What the task asks: What you return should match every record exactly, with the images removed.
BEGIN Records provided
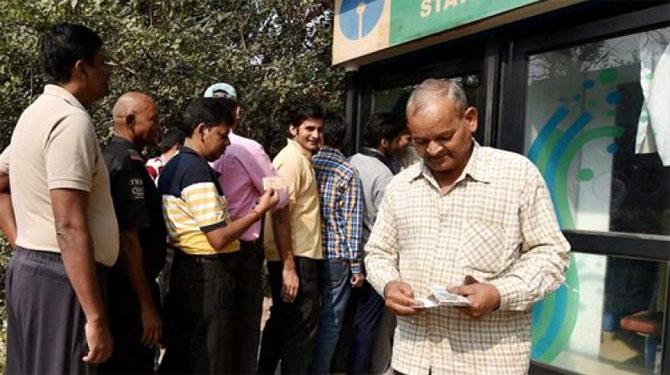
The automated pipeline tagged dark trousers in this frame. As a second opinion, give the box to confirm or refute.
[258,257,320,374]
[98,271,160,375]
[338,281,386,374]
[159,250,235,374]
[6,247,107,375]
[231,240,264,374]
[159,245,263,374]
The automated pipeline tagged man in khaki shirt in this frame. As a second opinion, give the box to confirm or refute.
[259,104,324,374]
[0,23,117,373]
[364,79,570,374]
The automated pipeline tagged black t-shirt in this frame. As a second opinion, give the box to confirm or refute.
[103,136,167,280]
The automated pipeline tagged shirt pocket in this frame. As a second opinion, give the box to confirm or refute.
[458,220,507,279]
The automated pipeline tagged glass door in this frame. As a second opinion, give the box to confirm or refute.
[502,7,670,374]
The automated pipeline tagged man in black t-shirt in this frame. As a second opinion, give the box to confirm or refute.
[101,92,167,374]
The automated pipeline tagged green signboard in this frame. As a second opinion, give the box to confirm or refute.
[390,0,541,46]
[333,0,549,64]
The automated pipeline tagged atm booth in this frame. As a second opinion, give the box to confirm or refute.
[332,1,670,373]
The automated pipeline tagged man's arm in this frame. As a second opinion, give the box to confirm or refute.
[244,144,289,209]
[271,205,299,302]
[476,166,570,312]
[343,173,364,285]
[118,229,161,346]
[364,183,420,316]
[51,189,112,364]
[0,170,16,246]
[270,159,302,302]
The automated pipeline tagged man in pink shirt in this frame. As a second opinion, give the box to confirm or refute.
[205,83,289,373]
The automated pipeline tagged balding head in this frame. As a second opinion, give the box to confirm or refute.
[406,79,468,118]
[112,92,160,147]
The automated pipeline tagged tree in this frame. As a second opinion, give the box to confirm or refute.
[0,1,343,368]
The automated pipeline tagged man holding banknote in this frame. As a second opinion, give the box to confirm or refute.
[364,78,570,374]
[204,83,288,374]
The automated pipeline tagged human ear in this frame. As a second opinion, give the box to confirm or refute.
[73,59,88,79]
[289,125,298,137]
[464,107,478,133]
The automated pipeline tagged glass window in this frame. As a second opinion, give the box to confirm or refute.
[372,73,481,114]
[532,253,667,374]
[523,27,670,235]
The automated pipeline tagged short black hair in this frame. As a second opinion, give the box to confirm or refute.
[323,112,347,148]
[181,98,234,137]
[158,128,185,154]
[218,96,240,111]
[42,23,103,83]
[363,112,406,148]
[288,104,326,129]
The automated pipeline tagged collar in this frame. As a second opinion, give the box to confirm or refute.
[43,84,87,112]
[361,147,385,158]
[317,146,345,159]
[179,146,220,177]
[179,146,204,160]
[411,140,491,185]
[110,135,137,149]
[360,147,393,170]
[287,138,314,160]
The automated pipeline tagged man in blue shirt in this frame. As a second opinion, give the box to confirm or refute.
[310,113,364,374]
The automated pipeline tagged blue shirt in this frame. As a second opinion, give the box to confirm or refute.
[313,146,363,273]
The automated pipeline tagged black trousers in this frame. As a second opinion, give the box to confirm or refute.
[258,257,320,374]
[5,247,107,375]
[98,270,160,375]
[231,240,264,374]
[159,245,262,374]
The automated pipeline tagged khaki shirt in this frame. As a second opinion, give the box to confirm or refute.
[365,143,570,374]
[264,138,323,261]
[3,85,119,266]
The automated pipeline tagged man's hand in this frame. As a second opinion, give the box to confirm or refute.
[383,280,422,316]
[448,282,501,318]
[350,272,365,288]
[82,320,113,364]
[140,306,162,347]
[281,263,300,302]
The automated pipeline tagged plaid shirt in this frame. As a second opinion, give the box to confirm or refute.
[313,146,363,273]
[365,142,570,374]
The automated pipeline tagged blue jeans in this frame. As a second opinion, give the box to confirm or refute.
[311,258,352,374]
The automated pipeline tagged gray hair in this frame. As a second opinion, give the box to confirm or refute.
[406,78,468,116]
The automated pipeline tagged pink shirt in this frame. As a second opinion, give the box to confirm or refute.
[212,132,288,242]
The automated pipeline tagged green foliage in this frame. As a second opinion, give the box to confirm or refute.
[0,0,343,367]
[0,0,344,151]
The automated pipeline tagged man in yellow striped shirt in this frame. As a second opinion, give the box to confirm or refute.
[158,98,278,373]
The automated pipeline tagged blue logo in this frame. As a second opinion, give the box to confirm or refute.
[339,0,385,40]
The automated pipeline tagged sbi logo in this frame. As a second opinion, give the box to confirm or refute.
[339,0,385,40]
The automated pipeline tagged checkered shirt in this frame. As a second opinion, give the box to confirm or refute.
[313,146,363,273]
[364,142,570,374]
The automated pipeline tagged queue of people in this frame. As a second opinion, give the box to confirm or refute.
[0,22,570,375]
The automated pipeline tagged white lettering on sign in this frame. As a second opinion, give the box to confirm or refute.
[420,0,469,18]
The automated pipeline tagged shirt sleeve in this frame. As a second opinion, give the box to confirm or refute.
END Records provided
Result of this exercise:
The automated pipeline tagged dark trousers in this frame. As a second opinion, give the box to confirm or refute.
[258,257,320,374]
[98,271,160,375]
[338,281,386,374]
[159,250,235,374]
[6,247,107,375]
[231,240,264,374]
[159,245,263,374]
The automated pipeline tagged man in khaki shirt in this frame. As a second opinion, give the box to confirm or refute.
[259,104,324,374]
[0,23,117,373]
[364,79,570,374]
The automated pipeline tagged black t-shirt in this frame. As a second opinion, give the box to confirm or refute.
[103,136,167,280]
The automated pipeline tagged shirt pocket in this frame. As a second opinion, give the box to confirm or refute.
[458,220,507,279]
The automated pipeline tagged glass door in this frame. As a second opinion, give the box to confirm or refute.
[502,7,670,374]
The automated pipeline tagged man in black t-shirt in this frame. As a second opinion, give the box to confirm or refute.
[101,92,167,374]
The automated pipeline tagged green signboard in this frame. As a second opinion, give the box to confirm or refute.
[390,0,541,46]
[333,0,549,64]
The automated pipeline tagged atm booth in this frame. As a second opinion, give the box to confirm or refute.
[332,1,670,373]
The automated pipeline tagged man's arm in this frame. As a second opinion, give the box to confirm or refute.
[244,144,289,209]
[271,205,299,302]
[476,166,570,312]
[343,173,364,285]
[118,229,161,346]
[364,183,420,316]
[51,189,112,364]
[0,170,16,246]
[270,159,302,302]
The automated pipeline tagged man in pink shirt in this frame. As a second opinion, give the box to confirm or refute.
[205,83,289,373]
The automated pipeline tagged balding head in this frame. As a second opinion, give the box to confirm or refute.
[406,79,468,118]
[112,92,160,147]
The automated pipeline tagged tree in this frame. As a second opinion, give the box to confirm or refute.
[0,1,343,368]
The automated pipeline tagged man holding banknote in this frame. As a second opinion, give the box to confirm or refute.
[364,78,570,374]
[204,83,288,374]
The automated pipeline tagged human ear in this frame. As a second opinion, give the box to confirm or refute.
[73,59,88,79]
[289,125,298,137]
[464,107,478,133]
The automated pipeline tagged glass window in this frame. As a second opinion, give the box to confirm or refute.
[372,73,481,114]
[532,253,667,374]
[523,27,670,235]
The automated pipeline tagged short black hair in this frame. As a second opinion, give the box to confirm or refute.
[323,112,347,148]
[181,98,234,137]
[158,128,185,154]
[218,96,240,111]
[42,23,103,83]
[363,112,406,148]
[288,104,326,129]
The automated pipeline tagged collar in this frame. As a second opinion, give the box to confirm or refute.
[43,84,87,112]
[361,147,385,158]
[317,146,345,159]
[179,146,220,177]
[179,146,204,160]
[411,140,491,185]
[110,135,137,149]
[360,147,393,170]
[287,138,314,160]
The automated pipeline tagged man in blue shirt in this frame. As a second opinion, give the box to confirm or refute.
[310,113,364,374]
The automated pipeline tagged blue shirt in this frame. As a second opinion, give the box to confirm or refute.
[313,146,363,273]
The automated pipeline tagged black trousers in this frame. As a second opinion, give the box to confirm or refute.
[258,257,320,374]
[5,247,107,375]
[98,270,160,375]
[231,240,264,374]
[159,245,262,374]
The automated pipeline tagged khaki shirt in this frame. As a second opinion, give the box to confirm or refute.
[365,143,570,374]
[264,138,323,261]
[3,85,119,266]
The automated pipeline tagged man's hand in this frame. As a second opinion, give the box to confirm or refute.
[383,280,422,316]
[448,282,501,318]
[350,272,365,288]
[82,320,113,364]
[140,306,162,347]
[281,263,300,302]
The automated pipeline tagged plaid shirt in this frame. As a second opinion, give the box to confirm or refute.
[313,146,363,273]
[365,142,570,374]
The automated pipeline tagged blue jeans in this frame. As a second opinion, give the box to confirm or refute.
[311,258,352,374]
The automated pipeline tagged gray hair in this frame. As a second opinion, give the box to confirm or refute.
[406,78,468,116]
The automated pipeline tagged pink shirt in this frame. As a second opinion, give the box to confirm or refute.
[212,132,288,242]
The automated pipeline tagged green foliage in this frame. As a second opinion, give the box to confirm or refute.
[0,0,343,367]
[0,0,344,151]
The automated pipeline tagged man in yellow striped shirt in this frame. As a second opinion, give the box to confirm or refute.
[158,98,278,373]
The automated pipeline tagged blue logo in this frame. As a second opinion, give the box to confirm or refute.
[339,0,385,40]
The automated pipeline tagged sbi logo in this frame. As a second opinion, give the box to confirm or refute.
[339,0,385,40]
The automated pipeline tagged checkered shirt in this frame. As a second opinion, give the box to confirm or refute.
[313,146,363,273]
[364,142,570,374]
The automated pipeline tagged queue of people in this frame. As a second opinion, give the box to confirm or refute.
[0,22,570,375]
The automated pipeline tagged white lettering on sign in this frame. As a second opinion, give the box to confirm or refute.
[420,0,469,18]
The automated pipeline tagged shirt sleeve in this frame. As a second opinion, give the box to confirm or refute.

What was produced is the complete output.